Actions to take:
A. List every town or city that the text on Chinese immigration names as a place where Chinese residents were expelled, killed, or otherwise targeted.
B. In the text on Chinese immigration, copy the passage starting with "Luo believes that, according" and going on through "a straight line.", renaming "Luo" as "The lecturer" everywhere it appears.

Document passage:

BEGIN

Luo skillfully gave examples during his talk that showed how white Americans’ attitudes toward Chinese immigrants started changing. In February 1885, an errant shot killed a white city councilman in Eureka, California. The result of this event was that white settlers were successful in driving 300 Chinese out of town. There were more than 200 communities on the West Coast of the United States that expelled their Chinese residents. In September 1885 in Rock Springs, Wyoming Territory, a group of white miners killed 28 Chinese and burned their homes. Several other cities, such as Cold Springs, California, and Tacoma and Seattle in Washington state, also experienced incidents against the Chinese.
Luo’s presentation would have been enhanced had it included some information about the Chinese in Portland, which had the second largest Chinese population on the West Coast in 1900.
In 1924, legislation (Immigration Act) was passed that barred Chinese from entering the United States based on race and set quotas on people from Eastern and Southern Europe. During World War II, China and the United States were allies, and Congress created some slots for Chinese immigration (105 slots per year).
It was not until 1965 that a sweeping change took place. Chinese and other groups were placed on an equal footing. The Immigration and Nationality Act of 1965, signed by President Lyndon Johnson, allowed all immigrants to be allowed to migrate to the United States.
Luo succinctly described the rise of Nativism that has been rearing its head during the Trump administration throughout the United States.
He described his concerns for his own children, who he believed would never feel that they belonged in this country because of their race. He believed the “stranger” label remains imprinted on Chinese Americans today. More than 24 million people of Asian descent live in the United States today.
Luo believes that, according to projections, by the middle of the 21st century Asians will be the largest immigrant group in the United States. Asians are considered the “model minority.” Luo stated that the status of Asian Americans has improved but their progress has not been a straight line.
According to Luo, what has hurt Asian Americans is poverty and racial discrimination. He said that Asian Americans have experienced a dual reality, with a few Asians being very successful, but many who live in poverty.
During the COVID-19 pandemic, violence against Chinese Americans increased. President Trump described COVID as the “China virus” and the “Kung Flu.” Luo mentioned that politicians of both parties have raised concerns and fears about China. Luo believed that every remark by politicians raises racial suspicion against Chinese Americans.
Luo mentioned that Chinese Americans do not easily fit into discussions of race in America. The surge in violence against Chinese Americans is a reflection of America’s exclusionary past. Luo would like to have Chinese Americans and other marginalized groups be part of inclusiveness in the future.

END

Given records:
BEGIN

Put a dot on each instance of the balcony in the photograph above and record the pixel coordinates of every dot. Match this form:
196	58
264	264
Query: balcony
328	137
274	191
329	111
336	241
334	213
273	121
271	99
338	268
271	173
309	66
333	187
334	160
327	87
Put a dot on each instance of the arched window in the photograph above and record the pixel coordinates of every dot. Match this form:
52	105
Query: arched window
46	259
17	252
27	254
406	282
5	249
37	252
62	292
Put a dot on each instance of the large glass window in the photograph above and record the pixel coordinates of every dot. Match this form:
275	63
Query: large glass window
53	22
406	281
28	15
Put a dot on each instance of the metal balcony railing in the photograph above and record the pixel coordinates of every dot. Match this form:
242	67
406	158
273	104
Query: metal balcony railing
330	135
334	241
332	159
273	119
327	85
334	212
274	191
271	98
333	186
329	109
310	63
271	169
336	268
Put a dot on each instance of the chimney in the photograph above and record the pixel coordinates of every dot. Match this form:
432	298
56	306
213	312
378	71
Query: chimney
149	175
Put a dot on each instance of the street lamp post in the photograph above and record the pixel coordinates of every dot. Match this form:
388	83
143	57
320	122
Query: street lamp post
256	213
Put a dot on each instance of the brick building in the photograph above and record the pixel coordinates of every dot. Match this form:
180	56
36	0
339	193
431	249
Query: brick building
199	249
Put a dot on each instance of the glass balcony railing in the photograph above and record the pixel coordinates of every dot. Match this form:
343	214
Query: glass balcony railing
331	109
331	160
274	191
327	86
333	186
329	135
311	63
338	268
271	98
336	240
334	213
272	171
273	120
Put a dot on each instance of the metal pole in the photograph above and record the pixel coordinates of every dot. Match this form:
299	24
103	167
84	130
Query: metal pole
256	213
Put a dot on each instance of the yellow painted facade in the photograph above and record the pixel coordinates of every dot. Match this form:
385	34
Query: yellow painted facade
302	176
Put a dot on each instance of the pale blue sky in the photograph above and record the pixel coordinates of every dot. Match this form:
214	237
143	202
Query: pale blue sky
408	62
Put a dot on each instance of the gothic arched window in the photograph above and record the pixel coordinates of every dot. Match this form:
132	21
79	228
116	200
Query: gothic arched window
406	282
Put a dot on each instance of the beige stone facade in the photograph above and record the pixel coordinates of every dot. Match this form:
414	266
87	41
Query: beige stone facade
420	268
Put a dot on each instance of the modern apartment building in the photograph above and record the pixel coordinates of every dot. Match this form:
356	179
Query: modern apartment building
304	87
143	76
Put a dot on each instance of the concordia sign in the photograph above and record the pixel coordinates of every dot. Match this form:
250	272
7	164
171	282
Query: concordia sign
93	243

END

Exercise results:
A.
- Eureka, California
- Rock Springs, Wyoming Territory
- Cold Springs, California
- Tacoma, Washington
- Seattle, Washington

B.
The lecturer believes that, according to projections, by the middle of the 21st century Asians will be the largest immigrant group in the United States. Asians are considered the “model minority.” The lecturer stated that the status of Asian Americans has improved but their progress has not been a straight line.